§ Questions to answer:
1: Answer these questions from the forum post about homosexuality, one line each.
(a) In which class did the writer become friends with the classmate?
(b) What name did the person sending instant messages first claim to have?
(c) What is the writer's present policy with respect to homosexuality?
2: Copy part of the forum post about homosexuality again, swapping "angry" for "furious". Begin at the words "I was pretty" and stop after "he chose to.".
3: Carry on the forum post about homosexuality from the point where it stops.

§ Excerpt provided:
--
One of today's issues is what to do with transgender people in terms of bathrooms and showers. A transgender was recently beaten in a McDonalds for being perceived to be in the wrong bathroom.
Last edited by RJM
quote:
Originally posted by J H:
I have never had an issue with homosexuality. I have g-a-y cousins and g-a-y friends at school. To me, a person is a person regardless of what sexual feelings they may have.

I had a situation arise in high school that was interesting. I was in a music class (art & music are required electives and I'd rather try my hand at singing than drawing...I'm not exactly Picasso) in high school and became friends with a kid in the class who was openly g-a-y. He wasn't flamboyant or anything and we got along pretty well. Over the course of the year, however, it felt as though there was some tension between us. He would say weird things to me and would overreact to my comments as well.

One day I was online and received an instant message from a random address. I asked who it was, and the person told me it was a girl named Ashley from a neighboring town. She began hitting on me and sending me pictures of herself naked. The girl in the pictures was absolutely gorgeous. But the whole situation was just plain weird. Through some Googling, I found the pornographic website the pictures were from. This person was obviously fake.

I played along for a little while and got to the truth, the "girl" who was trying to coax me into exchanging pictures, was really the kid from my music class. I called him out on it and called him all sorts of inappropriate words.

I was pretty angry for a while. How dare he do that. How could he try to play a stupid game like that? Why would he think I'm g-a-y, or think I'm dumb enough to send naked pictures over the Internet to a "girl" I'd never met?

Truth be told, what he did was stupid. I never spoke to him again. But I didn't share the occurrence with my classmates either. I felt like that would be unnecessary, that it was not needed. He'd made a stupid mistake and I just wanted to move on from it. At first I had the mentality "stupid g-a-y person". But I realized that was wrong of me. That's a vast generalization that is inappropriate. His homosexuality didn't cause him to try to do what he did, he chose to.

My lighthearted policy with respect to homosexuality now is simply "If you don't try to touch me, you're cool in my book." Is this discriminatory? No, I don't think so. If a girl tried to hit on me that I wasn't sexually attracted to, it would probably cause awkward tension for the future. The same rule applies similarly in a g-a-y sense.
--
§ Image-grounded pointing data:

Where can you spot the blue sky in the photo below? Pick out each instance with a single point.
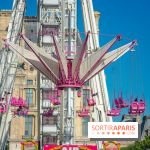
(131, 18)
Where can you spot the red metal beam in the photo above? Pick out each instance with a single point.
(77, 69)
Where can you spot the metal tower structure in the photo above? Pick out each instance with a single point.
(8, 65)
(61, 61)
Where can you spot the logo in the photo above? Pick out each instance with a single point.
(113, 130)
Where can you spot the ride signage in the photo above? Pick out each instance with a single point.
(70, 147)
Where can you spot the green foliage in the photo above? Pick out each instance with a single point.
(139, 145)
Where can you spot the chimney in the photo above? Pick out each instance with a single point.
(97, 17)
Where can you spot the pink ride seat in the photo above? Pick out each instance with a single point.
(141, 106)
(84, 113)
(113, 112)
(13, 102)
(91, 102)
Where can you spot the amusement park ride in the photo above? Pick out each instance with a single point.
(70, 69)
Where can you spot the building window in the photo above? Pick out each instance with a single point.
(29, 82)
(29, 96)
(85, 126)
(86, 94)
(28, 125)
(49, 120)
(47, 93)
(48, 139)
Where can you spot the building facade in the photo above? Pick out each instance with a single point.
(25, 86)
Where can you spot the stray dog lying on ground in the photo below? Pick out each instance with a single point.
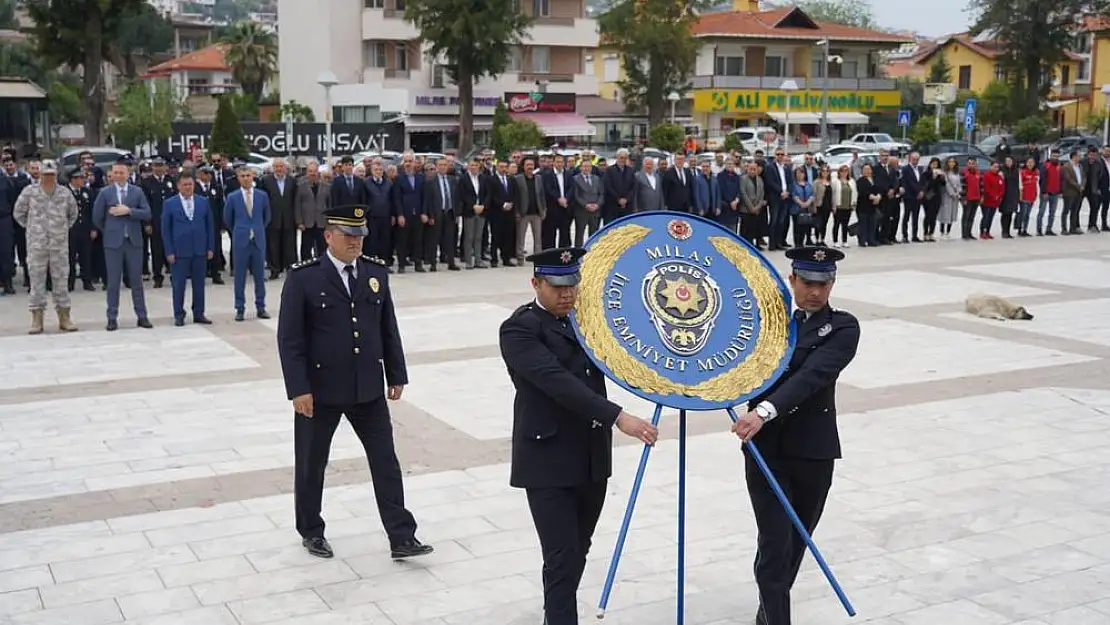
--
§ Responses per task:
1:
(a) A music class in high school.
(b) Ashley, a girl from a neighboring town.
(c) "If you don't try to touch me, you're cool in my book."

2:
I was pretty furious for a while. How dare he do that. How could he try to play a stupid game like that? Why would he think I'm g-a-y, or think I'm dumb enough to send naked pictures over the Internet to a "girl" I'd never met?

Truth be told, what he did was stupid. I never spoke to him again. But I didn't share the occurrence with my classmates either. I felt like that would be unnecessary, that it was not needed. He'd made a stupid mistake and I just wanted to move on from it. At first I had the mentality "stupid g-a-y person". But I realized that was wrong of me. That's a vast generalization that is inappropriate. His homosexuality didn't cause him to try to do what he did, he chose to.

3:
If I had a teammate who was openly g-a-y, I don't think it would change my view of him. It's his life, his choice (or genetics, not sure what the science of the matter has been determined to be). His personality doesn't...or shouldn't...change because of his sexual orientation. If it doesn't have any effect on his playing ability then I couldn't care less.

I wholeheartedly agree with the previous sentiment by some posters about PDA. It is completely unnecessary and awkward for any sexual relationship, whether heterosexual or homosexual, to occur. You don't need to be physically obsessive to show someone you have feelings for your significant other. In my opinion, PDA is a sign of insecurity in a relationship, but that's probably a discussion for another time (or another message board).


To be honest JH, you should have reported this. If he tried this stuff with you I am pretty sure that he has tried it with others. He seems to have all the markings of a future sexual predator.

I've known quite a few homosexuals over the years and as a rule 99% of them DO NOT act like this. This guy is scary to be honest and possibly could be working down the path the wrong way.
Wklink- You are probably right. But that was sophomore year of high school. I was 15, 16 years old. My self-assurance was microscopic compared to what it is now. The social ramifications and time consuming process of attempting to report actions like this, at the time, seemed too much for me.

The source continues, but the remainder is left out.